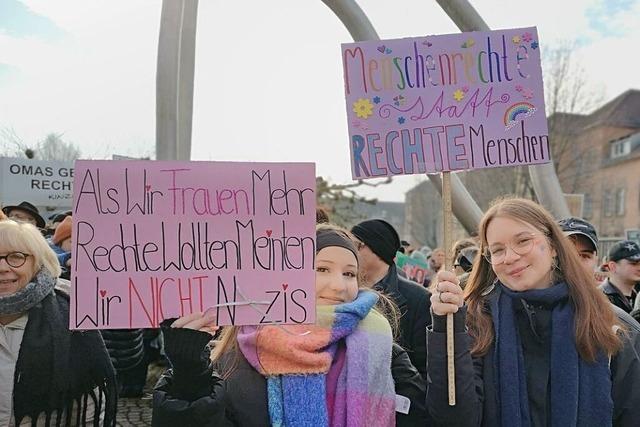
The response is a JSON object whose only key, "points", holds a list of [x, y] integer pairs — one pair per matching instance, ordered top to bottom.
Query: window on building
{"points": [[620, 148], [620, 195], [587, 208]]}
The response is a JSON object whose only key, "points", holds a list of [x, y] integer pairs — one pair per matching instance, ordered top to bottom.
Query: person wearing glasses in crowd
{"points": [[585, 239], [623, 284], [535, 342], [49, 375]]}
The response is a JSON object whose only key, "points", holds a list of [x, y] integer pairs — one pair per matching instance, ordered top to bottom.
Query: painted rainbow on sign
{"points": [[517, 109]]}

□ □ □ □ □ □ □

**POLECENIE:** Sformatuj wszystkie powyższe rekordy jako tabelę Markdown z kolumnami „Nr” i „Treść”, umieszczając każdy niepusty wiersz w osobnym wierszu tabeli z kolejnym numerem. Puste wiersze oraz obrazy pomiń.

**WYNIK:**
| Nr | Treść |
|---|---|
| 1 | The response is a JSON object whose only key, "points", holds a list of [x, y] integer pairs — one pair per matching instance, ordered top to bottom. |
| 2 | Query: window on building |
| 3 | {"points": [[620, 148], [620, 195], [587, 208]]} |
| 4 | The response is a JSON object whose only key, "points", holds a list of [x, y] integer pairs — one pair per matching instance, ordered top to bottom. |
| 5 | Query: person wearing glasses in crowd |
| 6 | {"points": [[585, 239], [623, 284], [535, 342], [49, 375]]} |
| 7 | The response is a JSON object whose only key, "points", holds a list of [x, y] integer pairs — one pair per matching instance, ordered top to bottom. |
| 8 | Query: painted rainbow on sign |
| 9 | {"points": [[517, 109]]} |